The PEF pretreatment is a mild process, with an energy expenditure lower than 0.0001 kWh/kg. Compared to conventional steam processing, the steam pressure, energy consumption and peeling time are reduced by about 20-30%. PEF processing is sustainable and has a lower environmental impact, particularly for indicators related to climate change, ozone depletion, and terrestrial acidification.
High quality and functionality
PEF-assisted steam peeling of tomatoes facilitates peel removal, avoiding the need to overheat the fruit. Under these mild conditions, peeling losses are reduced and the shape and texture of the tomatoes are well preserved.
The peeling process can also be carried out at relatively lower temperatures and reduced time. This is particularly beneficial for preserving thermo-sensitive compounds such vitamins C and A and other antioxidant compounds. Interestingly, exposing the tomatoes to PEF increases the bio-availability of lycopene in the canned product, adding value and health benefits.
The implementation of PEF treatment of
tomatoes was demonstrated on a pilot and industrial scale within the Horizon
2020 project, FieldFOOD. In this project, a 300 kg/h pilot-scale treatment
chamber and a 30 tons/h industrial-scale treatment chamber for PEF-assisted
tomato peeling have been developed by ProdAl Scarl. It was shown that PEF can
be used to treat tomatoes in a 30 tons/h industrial tomato processing plant.
Within FieldFOOD project, PEF technology was
tested and validated for five applications: olive oil, fruit juices, tomato
peeling, cider and red wine. Benefits derived from the introduction of the PEF
technology depended strongly on the specific application. Modular, portable,
low cost PEF modulators developed during the project allow companies to
evaluate this technology in the above-mentioned sectors or for new
applications. For more information visit the FieldFOOD website or contact the
project coordinator Javier Raso.

────────

__CHALLENGE 1__
Return every line of the records that contains the word "cloud". Matches are case-sensitive.
The text and the records below it were taken from separate, unrelated sources.

────────

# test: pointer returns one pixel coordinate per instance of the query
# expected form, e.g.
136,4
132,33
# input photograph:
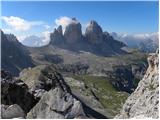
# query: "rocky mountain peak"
73,32
94,33
144,101
59,29
57,36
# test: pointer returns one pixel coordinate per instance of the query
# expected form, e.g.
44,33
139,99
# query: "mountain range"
75,68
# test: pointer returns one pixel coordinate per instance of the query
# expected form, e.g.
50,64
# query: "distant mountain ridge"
94,40
15,56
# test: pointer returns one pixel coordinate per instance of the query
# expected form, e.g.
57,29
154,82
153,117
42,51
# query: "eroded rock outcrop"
15,56
57,104
94,33
144,102
73,32
15,91
41,79
12,111
57,36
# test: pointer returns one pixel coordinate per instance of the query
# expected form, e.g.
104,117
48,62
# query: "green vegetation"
108,96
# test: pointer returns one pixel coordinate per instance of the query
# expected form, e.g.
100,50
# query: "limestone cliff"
144,102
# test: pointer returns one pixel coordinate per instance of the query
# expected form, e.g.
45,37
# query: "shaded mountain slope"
144,101
14,56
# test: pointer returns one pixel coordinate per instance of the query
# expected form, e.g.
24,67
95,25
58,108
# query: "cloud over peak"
20,24
64,21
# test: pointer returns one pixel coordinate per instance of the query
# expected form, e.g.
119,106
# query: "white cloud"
47,27
19,24
6,30
45,37
64,21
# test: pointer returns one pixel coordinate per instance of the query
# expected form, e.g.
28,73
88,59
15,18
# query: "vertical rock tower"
144,102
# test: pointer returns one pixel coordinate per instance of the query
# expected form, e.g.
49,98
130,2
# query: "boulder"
15,91
12,111
57,104
41,79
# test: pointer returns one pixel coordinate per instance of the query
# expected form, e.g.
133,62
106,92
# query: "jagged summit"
73,32
94,33
94,40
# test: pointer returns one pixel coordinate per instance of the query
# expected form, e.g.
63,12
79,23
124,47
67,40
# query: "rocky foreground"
144,102
42,92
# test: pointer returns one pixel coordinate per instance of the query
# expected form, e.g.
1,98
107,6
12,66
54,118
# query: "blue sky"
121,17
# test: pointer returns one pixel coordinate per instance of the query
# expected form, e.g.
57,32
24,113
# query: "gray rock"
57,36
94,33
57,104
73,32
15,91
42,78
144,102
12,111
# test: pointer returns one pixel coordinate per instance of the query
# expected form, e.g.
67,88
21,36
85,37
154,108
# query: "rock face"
144,102
42,79
56,101
12,111
73,32
57,104
57,36
15,56
94,33
15,91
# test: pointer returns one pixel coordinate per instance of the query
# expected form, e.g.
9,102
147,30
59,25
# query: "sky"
40,18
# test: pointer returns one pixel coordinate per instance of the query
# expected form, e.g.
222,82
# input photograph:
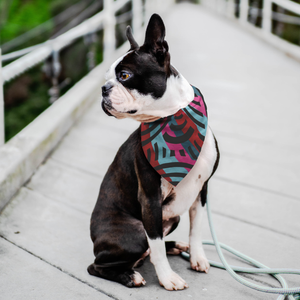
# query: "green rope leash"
293,293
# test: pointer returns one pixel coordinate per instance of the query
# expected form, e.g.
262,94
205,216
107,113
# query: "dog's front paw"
172,281
199,263
137,279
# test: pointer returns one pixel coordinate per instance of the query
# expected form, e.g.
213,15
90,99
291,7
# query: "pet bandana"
173,144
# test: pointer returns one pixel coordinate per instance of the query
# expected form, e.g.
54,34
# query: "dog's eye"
124,75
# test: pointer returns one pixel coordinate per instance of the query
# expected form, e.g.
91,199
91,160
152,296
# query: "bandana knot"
173,144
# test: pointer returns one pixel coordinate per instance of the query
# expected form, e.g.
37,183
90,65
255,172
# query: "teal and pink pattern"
173,144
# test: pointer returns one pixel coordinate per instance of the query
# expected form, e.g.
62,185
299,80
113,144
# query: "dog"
138,204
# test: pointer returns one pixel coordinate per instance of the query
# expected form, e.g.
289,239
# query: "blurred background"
27,23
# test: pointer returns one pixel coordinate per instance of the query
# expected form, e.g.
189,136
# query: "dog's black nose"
106,88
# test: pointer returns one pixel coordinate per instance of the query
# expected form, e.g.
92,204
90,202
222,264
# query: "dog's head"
142,84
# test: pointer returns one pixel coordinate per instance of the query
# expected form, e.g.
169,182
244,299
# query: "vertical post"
109,40
267,17
244,7
2,136
136,15
230,8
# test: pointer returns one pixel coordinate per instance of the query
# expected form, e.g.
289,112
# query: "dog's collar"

────────

__CHALLENGE 2__
Answer these questions from the PEF tomato peeling text:
(a) Compared with conventional steam processing, by about how much are steam pressure, energy consumption and peeling time reduced?
(b) Exposing tomatoes to PEF increases the bio-availability of which compound in the canned product?
(c) What capacity does the industrial-scale treatment chamber developed by ProdAl Scarl have?

__REPLY 1__
# query: "cloud over peak"
# query: "white cloud"

__REPLY 2__
(a) By about 20-30%.
(b) Lycopene.
(c) 30 tons/h.